-- What is required --
Your job is to copy every line in the material containing the word "table".

-- Data supplied --
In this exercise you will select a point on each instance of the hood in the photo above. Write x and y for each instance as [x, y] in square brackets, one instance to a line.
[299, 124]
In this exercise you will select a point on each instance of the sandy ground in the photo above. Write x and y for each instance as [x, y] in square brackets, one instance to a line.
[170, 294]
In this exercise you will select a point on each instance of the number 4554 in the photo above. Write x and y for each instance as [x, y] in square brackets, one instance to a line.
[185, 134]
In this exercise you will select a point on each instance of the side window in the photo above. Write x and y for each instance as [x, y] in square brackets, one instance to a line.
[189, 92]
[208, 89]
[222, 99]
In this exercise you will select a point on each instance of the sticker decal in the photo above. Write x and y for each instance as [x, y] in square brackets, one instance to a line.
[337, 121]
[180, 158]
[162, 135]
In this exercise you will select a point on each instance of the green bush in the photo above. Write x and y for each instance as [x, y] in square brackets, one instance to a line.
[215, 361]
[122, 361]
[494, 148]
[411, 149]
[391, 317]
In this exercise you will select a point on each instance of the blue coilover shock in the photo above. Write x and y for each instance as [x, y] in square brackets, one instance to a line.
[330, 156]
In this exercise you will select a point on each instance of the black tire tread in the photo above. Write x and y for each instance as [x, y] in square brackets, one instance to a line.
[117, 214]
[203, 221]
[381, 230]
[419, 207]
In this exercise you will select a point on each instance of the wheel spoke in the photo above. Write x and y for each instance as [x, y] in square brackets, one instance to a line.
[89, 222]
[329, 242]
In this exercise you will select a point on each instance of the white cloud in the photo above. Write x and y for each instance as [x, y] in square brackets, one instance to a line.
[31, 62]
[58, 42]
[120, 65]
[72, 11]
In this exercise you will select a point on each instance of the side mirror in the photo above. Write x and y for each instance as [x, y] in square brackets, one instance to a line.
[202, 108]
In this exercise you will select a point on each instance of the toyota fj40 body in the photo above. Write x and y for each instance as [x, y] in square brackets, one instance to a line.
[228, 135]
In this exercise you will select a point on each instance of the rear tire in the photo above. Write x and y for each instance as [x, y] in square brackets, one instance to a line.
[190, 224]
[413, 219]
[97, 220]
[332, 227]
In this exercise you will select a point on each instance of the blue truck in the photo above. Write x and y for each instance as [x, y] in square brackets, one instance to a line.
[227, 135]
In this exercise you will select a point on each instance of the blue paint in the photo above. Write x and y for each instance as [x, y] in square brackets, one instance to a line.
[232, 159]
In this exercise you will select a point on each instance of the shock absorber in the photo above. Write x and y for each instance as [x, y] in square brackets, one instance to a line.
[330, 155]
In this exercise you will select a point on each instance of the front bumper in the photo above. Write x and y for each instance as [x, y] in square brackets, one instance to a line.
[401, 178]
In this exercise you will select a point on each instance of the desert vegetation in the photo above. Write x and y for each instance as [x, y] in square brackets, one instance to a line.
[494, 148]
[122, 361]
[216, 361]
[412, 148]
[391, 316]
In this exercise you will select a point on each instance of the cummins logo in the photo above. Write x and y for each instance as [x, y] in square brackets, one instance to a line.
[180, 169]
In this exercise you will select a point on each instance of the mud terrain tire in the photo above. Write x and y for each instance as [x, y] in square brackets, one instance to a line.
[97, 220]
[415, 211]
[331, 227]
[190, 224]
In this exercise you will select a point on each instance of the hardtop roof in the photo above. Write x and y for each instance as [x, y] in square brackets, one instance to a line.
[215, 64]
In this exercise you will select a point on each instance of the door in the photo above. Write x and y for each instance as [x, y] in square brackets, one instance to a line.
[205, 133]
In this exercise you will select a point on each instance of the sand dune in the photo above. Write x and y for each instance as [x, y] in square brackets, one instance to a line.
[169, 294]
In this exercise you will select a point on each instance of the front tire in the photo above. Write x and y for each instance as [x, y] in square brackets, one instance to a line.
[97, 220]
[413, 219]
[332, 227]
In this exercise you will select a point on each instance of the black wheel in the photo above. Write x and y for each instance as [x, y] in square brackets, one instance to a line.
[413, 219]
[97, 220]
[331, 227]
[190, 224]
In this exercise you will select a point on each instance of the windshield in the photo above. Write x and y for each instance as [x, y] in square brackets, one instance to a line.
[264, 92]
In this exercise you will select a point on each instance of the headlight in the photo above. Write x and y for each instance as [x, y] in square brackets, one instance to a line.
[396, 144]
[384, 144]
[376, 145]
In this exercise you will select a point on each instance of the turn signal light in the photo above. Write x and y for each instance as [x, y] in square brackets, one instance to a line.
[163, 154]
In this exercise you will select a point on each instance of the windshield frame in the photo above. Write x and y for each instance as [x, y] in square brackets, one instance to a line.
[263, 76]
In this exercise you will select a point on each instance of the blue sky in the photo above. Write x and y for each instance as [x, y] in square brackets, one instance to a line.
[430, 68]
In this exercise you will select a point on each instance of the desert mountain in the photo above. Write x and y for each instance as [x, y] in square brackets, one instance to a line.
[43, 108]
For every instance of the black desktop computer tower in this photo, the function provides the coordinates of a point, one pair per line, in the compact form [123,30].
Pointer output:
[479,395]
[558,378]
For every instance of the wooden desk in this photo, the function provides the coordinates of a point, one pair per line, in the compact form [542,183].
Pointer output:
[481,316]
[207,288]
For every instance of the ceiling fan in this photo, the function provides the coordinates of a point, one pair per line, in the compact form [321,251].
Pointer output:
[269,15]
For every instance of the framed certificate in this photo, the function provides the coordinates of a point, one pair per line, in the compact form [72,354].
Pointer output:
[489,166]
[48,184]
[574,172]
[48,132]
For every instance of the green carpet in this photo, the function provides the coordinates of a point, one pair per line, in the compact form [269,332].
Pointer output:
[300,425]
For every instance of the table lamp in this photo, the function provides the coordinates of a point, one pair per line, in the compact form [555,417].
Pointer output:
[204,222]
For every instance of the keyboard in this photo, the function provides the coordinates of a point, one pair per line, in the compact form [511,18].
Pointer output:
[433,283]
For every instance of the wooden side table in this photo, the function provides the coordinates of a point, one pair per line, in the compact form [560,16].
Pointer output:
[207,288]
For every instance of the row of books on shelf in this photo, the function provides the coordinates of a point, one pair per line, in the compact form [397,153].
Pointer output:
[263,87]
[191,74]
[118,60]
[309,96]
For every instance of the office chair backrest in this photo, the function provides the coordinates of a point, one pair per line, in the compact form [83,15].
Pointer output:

-- Answer to this exercise --
For every instance of the table lamp in this photo, the function provides the coordinates of a point, one pair per line, in the compact form [555,417].
For every instance of the wooden side table in this photo, the function provides the coordinates of a point, one pair per line, in the compact form [560,16].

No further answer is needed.